(Image point annotation entries)
* * *

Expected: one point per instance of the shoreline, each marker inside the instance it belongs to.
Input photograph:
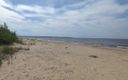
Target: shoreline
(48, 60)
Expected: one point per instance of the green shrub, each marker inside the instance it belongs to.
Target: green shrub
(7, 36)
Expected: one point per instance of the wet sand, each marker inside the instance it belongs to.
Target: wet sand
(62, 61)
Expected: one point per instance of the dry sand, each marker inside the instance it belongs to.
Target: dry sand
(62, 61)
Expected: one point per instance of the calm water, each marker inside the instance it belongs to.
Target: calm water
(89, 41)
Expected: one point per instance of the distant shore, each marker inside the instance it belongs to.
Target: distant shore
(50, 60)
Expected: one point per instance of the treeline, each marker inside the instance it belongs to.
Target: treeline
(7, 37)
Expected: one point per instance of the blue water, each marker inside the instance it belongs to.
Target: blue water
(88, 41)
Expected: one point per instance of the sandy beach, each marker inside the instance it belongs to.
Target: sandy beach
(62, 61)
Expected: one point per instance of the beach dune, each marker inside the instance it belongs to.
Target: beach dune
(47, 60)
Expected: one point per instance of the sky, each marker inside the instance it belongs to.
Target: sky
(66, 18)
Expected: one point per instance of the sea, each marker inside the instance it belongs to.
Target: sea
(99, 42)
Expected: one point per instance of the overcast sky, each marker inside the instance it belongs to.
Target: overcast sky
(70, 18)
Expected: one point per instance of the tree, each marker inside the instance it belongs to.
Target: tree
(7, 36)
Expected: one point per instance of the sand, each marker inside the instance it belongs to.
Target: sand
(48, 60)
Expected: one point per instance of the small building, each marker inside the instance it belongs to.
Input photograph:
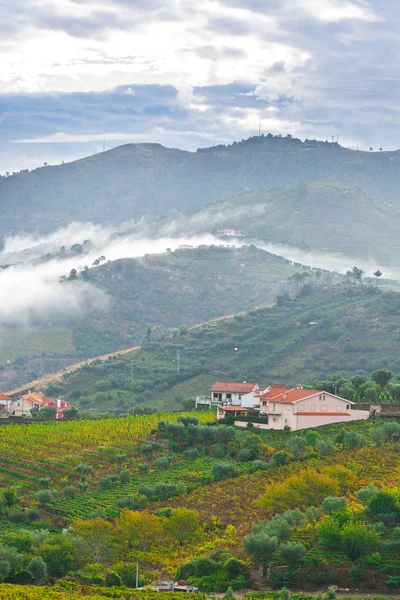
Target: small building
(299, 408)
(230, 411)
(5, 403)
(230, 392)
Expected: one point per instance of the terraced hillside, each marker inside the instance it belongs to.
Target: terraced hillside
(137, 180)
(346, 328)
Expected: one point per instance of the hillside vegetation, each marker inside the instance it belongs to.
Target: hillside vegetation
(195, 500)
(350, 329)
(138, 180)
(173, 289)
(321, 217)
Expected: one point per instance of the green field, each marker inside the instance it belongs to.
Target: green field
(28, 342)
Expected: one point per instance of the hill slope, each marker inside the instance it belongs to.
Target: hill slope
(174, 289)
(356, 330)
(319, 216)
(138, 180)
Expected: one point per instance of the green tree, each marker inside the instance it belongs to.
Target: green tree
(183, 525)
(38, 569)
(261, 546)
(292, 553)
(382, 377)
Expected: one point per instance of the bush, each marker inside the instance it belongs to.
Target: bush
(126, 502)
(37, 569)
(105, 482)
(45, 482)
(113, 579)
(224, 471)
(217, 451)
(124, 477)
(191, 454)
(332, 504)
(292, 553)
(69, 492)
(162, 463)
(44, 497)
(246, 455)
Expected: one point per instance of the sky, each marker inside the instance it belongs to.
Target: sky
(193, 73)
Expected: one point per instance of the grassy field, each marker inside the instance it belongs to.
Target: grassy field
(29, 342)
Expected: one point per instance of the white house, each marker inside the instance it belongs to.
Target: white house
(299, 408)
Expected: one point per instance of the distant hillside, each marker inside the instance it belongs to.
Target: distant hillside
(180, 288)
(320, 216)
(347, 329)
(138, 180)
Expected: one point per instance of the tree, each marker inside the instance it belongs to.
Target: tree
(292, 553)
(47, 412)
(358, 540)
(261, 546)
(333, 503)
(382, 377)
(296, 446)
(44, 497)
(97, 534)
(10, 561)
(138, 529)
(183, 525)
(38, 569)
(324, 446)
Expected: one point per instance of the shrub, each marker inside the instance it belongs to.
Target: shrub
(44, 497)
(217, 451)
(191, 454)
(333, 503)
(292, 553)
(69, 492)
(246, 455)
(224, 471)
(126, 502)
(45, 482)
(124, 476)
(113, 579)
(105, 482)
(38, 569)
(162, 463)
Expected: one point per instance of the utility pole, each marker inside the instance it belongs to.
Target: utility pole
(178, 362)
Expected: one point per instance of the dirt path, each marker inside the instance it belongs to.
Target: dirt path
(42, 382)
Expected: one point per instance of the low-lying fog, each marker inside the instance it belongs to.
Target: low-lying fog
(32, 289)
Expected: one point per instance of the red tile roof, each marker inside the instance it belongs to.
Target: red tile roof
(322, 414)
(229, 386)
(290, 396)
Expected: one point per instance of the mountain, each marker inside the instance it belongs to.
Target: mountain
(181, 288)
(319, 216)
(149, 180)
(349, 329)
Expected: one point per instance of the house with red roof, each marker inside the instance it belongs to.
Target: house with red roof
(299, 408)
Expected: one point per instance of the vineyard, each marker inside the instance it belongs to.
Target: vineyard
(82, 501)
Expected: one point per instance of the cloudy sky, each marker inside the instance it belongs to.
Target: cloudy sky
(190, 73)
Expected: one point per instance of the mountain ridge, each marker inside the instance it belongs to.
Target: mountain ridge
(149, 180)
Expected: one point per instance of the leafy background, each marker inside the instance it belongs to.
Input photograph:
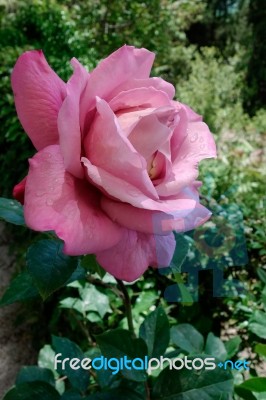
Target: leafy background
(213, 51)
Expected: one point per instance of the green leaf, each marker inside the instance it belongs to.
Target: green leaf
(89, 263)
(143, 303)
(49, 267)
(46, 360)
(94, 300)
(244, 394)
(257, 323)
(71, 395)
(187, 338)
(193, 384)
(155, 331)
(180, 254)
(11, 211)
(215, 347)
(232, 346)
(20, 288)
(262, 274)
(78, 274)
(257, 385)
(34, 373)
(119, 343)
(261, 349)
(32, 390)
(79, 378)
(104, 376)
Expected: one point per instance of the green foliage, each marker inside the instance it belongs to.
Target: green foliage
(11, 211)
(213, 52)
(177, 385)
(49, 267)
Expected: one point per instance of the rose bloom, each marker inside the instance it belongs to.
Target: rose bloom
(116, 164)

* * *

REQUIRED WORK
Reproduce all entries without any change, and omit the pictures.

WRITTEN SOLUTION
Expected: one point per instance of the shoreline, each marker inside the instance it belongs to.
Input photograph:
Target: shoreline
(48, 60)
Expected: one point per instance of the green shrub, each marker inside the instance it belongs to.
Target: green shrub
(7, 36)
Expected: one point per instance of the wet sand, each marker inside the instance it belongs to.
Target: wet sand
(62, 61)
Expected: one point per instance of the dry sand, each marker inside the instance it belongs to.
Target: dry sand
(62, 61)
Expected: one point per instance of the calm water, each marker inside the instance it belongs to.
Target: calm water
(89, 41)
Expected: one point per instance of the distant shore, each marker inside the instance it belongs to.
Target: distant shore
(50, 60)
Expected: one point per instance of the treeline, each marker inside the instance it belongs to.
Target: treeline
(7, 37)
Expected: one point per instance of the blue water, each marker inside the instance it belongs to.
Target: blue water
(88, 41)
Expected: one point per instance of the sandy beach, each marker inside the instance it belongs to.
Target: sandy beach
(62, 61)
Expected: one point per instance of the beach dune, each marker inside the instance it belongs to.
Target: beach dune
(47, 60)
Expected: one point per instance of the sky, each marker inside the instance it belongs to.
Target: sky
(66, 18)
Expected: one point per instance of the sea, each marker inside the instance it belongs to.
Target: sea
(99, 42)
Expected: one point per instance of the overcast sky, each marker inside the instance it belongs to.
Target: overcast sky
(70, 18)
Expected: one point per instance of the tree, each marker inside the instance it belongs to.
Target: tree
(7, 36)
Expected: one point per instance of the sand, each marker inside the instance it belongs to.
Target: sand
(48, 60)
Expected: one point per instance of the small building, each marker inside the instance it belongs to.
Input photograph:
Target: small building
(299, 408)
(230, 411)
(5, 403)
(230, 392)
Expected: one point per instance of the terraced hillside, each marker inside the instance it belongs to.
Target: terraced hillside
(137, 180)
(346, 328)
Expected: one point per instance of the hillside vegetation, each marker inside the instance it belongs to.
Target: hillside vegetation
(195, 500)
(350, 329)
(138, 180)
(173, 289)
(321, 217)
Expected: one point per instance of the green field, each marker inside the instance it belongs to.
Target: green field
(28, 342)
Expected: one point per instance of the hill slope, each marker inside the instance it belongs to.
Target: hill slope
(174, 289)
(356, 330)
(319, 216)
(138, 180)
Expected: one point per instance of the green tree, each marker inside the instance it belongs to.
Target: green tree
(183, 525)
(38, 569)
(261, 546)
(292, 553)
(382, 377)
Expected: one point per instance of the bush, each marker inside the instance it belongs to.
Target: bush
(126, 502)
(37, 569)
(105, 482)
(45, 482)
(113, 579)
(224, 471)
(217, 451)
(124, 477)
(191, 454)
(332, 504)
(292, 553)
(69, 492)
(162, 463)
(44, 497)
(246, 455)
Expected: one point per instance of the sky, each marker inside the instance it belongs to.
Target: sky
(193, 73)
Expected: one point per instance of the grassy field, each marker inside the instance it belongs to.
Target: grassy field
(29, 342)
Expected: one point per instance of the white house, each marker inside the instance it belongs to.
Target: white house
(299, 408)
Expected: one point per instance of the distant hillside, each marker inside the instance it belongs to.
Target: distant hillside
(180, 288)
(320, 216)
(347, 329)
(138, 180)
Expected: one point per instance of the tree, each marker inside the instance it belongs to.
Target: tree
(292, 553)
(47, 412)
(358, 540)
(261, 546)
(333, 503)
(382, 377)
(296, 446)
(44, 497)
(97, 534)
(10, 561)
(138, 529)
(183, 525)
(38, 569)
(324, 446)
Expected: one point per instance of the shrub, each marker inside the instance it belongs to.
Target: shrub
(44, 497)
(217, 451)
(191, 454)
(333, 503)
(292, 553)
(69, 492)
(246, 455)
(224, 471)
(126, 502)
(45, 482)
(124, 476)
(113, 579)
(105, 482)
(38, 569)
(162, 463)
Expected: one point per instance of the utility pole, each marker inside the instance it belongs to.
Target: utility pole
(178, 362)
Expected: one point per instance of the dirt path, each marker inside the instance it belongs to.
Target: dirt path
(42, 382)
Expected: one point per instance of the low-lying fog, each marker inside the instance it belongs to.
Target: low-lying fog
(32, 289)
Expected: one point per instance of the red tile roof, each marker inside the instance it belongs to.
Target: red tile roof
(322, 414)
(229, 386)
(290, 396)
Expected: one point per instance of the mountain, each marker inside the instance it belongs to.
Target: mountain
(181, 288)
(319, 216)
(149, 180)
(349, 329)
Expected: one point per instance of the house with red roof, each marker inside the instance it belongs to.
Target: house with red roof
(299, 408)
Expected: one point per instance of the vineyard, each marker inside the instance it belongs to.
Target: vineyard
(82, 501)
Expected: one point per instance of the cloudy sky, each marker inside the instance it belongs to.
Target: cloudy sky
(190, 73)
Expected: one point per instance of the mountain ridge, each marker inside the instance it belongs to.
Target: mountain ridge
(149, 180)
Expected: one point per instance of the leafy background, each marker inside the instance it belongs to.
Input photograph:
Target: leafy background
(213, 51)
Expected: one point per instance of the green leaf, each marker inside the instance it belongs to.
Target: green leaf
(89, 263)
(143, 303)
(49, 267)
(46, 360)
(94, 300)
(244, 394)
(257, 323)
(71, 395)
(187, 338)
(193, 384)
(155, 331)
(180, 254)
(11, 211)
(215, 347)
(232, 346)
(20, 288)
(262, 274)
(78, 274)
(257, 385)
(34, 373)
(119, 343)
(261, 349)
(32, 390)
(79, 378)
(104, 376)
Expected: one point per instance of the green foliage, each marker inside the instance it belongs to.
Target: green foliage
(11, 211)
(213, 52)
(177, 385)
(49, 267)
Expected: one point per instance of the rose bloom, each marker inside the instance it belongs to.
Target: rose bloom
(116, 164)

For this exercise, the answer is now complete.